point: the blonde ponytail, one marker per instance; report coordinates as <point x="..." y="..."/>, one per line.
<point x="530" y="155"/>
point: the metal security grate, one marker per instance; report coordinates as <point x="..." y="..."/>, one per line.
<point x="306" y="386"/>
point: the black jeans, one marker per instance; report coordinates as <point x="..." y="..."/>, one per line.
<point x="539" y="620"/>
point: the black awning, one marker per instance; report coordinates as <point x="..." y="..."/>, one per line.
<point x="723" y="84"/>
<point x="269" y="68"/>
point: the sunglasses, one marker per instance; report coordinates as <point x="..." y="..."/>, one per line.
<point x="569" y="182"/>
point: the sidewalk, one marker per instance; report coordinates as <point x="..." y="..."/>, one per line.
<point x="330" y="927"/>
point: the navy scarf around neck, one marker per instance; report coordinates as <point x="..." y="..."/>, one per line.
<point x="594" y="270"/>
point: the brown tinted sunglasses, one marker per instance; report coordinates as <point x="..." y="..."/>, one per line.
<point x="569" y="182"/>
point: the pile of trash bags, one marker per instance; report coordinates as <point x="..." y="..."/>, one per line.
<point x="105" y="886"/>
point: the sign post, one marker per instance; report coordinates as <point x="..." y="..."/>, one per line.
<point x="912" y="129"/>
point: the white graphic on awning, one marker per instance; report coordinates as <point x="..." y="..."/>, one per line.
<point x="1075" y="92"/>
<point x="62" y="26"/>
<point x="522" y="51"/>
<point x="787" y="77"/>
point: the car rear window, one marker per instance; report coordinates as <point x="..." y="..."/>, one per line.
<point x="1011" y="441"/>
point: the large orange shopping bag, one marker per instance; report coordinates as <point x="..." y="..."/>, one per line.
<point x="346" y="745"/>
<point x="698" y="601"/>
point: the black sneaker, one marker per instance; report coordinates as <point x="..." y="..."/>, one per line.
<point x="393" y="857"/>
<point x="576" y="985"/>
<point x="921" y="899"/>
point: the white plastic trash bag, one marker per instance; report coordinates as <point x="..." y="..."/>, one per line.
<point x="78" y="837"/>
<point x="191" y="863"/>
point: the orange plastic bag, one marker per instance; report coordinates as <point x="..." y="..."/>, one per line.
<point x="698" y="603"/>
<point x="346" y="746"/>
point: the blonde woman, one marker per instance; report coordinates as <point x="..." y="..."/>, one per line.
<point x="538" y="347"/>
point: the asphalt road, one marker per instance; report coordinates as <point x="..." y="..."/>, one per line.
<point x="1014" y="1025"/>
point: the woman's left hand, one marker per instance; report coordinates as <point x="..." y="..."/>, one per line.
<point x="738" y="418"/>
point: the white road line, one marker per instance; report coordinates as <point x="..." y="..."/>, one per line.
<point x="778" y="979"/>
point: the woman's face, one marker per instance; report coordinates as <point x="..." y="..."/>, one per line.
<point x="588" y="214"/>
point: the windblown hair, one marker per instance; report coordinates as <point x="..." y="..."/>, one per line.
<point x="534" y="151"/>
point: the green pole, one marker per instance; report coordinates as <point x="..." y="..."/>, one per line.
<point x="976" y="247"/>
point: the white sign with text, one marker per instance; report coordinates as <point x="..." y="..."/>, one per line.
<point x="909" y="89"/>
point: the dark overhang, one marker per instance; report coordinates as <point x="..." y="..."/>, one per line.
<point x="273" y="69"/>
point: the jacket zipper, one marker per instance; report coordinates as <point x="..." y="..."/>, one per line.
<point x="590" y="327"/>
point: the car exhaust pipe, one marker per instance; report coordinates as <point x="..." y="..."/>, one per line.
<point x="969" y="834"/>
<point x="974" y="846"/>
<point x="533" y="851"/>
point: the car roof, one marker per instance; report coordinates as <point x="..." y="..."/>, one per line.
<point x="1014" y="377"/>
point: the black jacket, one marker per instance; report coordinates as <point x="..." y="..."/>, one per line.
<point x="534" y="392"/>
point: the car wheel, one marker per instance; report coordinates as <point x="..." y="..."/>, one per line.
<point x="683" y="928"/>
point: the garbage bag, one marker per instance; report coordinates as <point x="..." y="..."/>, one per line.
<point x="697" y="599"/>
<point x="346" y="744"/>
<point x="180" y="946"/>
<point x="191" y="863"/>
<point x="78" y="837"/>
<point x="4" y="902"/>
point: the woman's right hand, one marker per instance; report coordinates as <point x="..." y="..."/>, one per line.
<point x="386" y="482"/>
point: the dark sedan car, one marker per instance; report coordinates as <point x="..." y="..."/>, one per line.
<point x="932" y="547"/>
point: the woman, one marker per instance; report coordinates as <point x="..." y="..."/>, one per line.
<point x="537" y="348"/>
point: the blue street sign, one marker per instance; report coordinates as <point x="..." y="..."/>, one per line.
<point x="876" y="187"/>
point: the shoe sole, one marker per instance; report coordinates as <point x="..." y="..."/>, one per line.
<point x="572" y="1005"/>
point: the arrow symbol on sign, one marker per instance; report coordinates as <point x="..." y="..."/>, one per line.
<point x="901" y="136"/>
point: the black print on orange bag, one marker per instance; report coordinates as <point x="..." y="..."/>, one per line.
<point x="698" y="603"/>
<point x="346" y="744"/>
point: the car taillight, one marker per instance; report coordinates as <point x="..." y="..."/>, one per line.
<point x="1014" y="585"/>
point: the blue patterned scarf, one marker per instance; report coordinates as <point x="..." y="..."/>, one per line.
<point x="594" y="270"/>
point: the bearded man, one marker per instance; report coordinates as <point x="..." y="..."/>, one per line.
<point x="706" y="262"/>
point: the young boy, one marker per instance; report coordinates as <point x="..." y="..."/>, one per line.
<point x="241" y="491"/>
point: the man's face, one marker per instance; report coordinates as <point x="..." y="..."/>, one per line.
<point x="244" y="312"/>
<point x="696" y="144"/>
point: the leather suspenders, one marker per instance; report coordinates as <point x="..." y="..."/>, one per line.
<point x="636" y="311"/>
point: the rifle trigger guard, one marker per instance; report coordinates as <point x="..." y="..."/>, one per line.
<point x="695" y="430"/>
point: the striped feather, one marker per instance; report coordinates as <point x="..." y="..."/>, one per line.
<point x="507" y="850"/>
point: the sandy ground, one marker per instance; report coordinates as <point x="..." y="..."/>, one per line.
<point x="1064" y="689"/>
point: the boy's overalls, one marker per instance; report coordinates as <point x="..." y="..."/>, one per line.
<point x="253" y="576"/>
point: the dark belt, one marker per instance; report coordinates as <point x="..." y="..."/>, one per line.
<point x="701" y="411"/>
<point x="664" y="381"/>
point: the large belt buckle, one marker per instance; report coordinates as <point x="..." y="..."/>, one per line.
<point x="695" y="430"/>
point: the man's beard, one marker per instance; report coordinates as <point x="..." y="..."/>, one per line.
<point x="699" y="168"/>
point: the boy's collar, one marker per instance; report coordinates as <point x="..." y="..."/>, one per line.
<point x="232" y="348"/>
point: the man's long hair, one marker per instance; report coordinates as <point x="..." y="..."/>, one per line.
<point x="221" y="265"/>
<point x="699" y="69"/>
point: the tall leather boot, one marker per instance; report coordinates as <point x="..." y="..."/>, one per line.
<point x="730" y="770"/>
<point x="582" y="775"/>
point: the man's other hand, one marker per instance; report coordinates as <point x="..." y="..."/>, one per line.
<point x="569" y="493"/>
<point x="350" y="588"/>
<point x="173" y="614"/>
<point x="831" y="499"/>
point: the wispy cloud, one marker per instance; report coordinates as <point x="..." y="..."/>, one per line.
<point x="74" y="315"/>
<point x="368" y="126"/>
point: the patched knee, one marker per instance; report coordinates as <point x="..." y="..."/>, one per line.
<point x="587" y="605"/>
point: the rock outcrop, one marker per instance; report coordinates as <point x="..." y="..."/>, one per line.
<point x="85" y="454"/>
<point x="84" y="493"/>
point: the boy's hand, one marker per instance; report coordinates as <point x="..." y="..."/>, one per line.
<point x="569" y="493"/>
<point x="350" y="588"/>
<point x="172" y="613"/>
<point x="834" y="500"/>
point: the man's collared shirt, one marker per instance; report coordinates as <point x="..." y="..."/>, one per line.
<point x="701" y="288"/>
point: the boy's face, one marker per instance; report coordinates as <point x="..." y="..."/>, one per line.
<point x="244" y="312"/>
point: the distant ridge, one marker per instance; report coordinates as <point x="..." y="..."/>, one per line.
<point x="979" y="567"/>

= = =

### WRITTEN INSTRUCTION
Print exactly the lines above, starting at the line that contains "point: the rock" and ending with the last line of the records, both included.

### SOLUTION TO THE PROBLEM
point: the rock outcrop, one marker per instance; report coordinates as <point x="..." y="..."/>, one per line.
<point x="85" y="454"/>
<point x="84" y="493"/>
point: the boy's hand, one marker per instance; report coordinates as <point x="..." y="..."/>, one per line.
<point x="569" y="493"/>
<point x="350" y="588"/>
<point x="172" y="613"/>
<point x="834" y="500"/>
point: the man's collared shirt, one marker per instance; report coordinates as <point x="..." y="..."/>, one per line.
<point x="701" y="288"/>
point: the boy's face, one marker per instance; report coordinates as <point x="..." y="..."/>, one per line.
<point x="244" y="312"/>
point: the distant ridge, one marker per instance; report coordinates as <point x="..." y="..."/>, one per line.
<point x="979" y="567"/>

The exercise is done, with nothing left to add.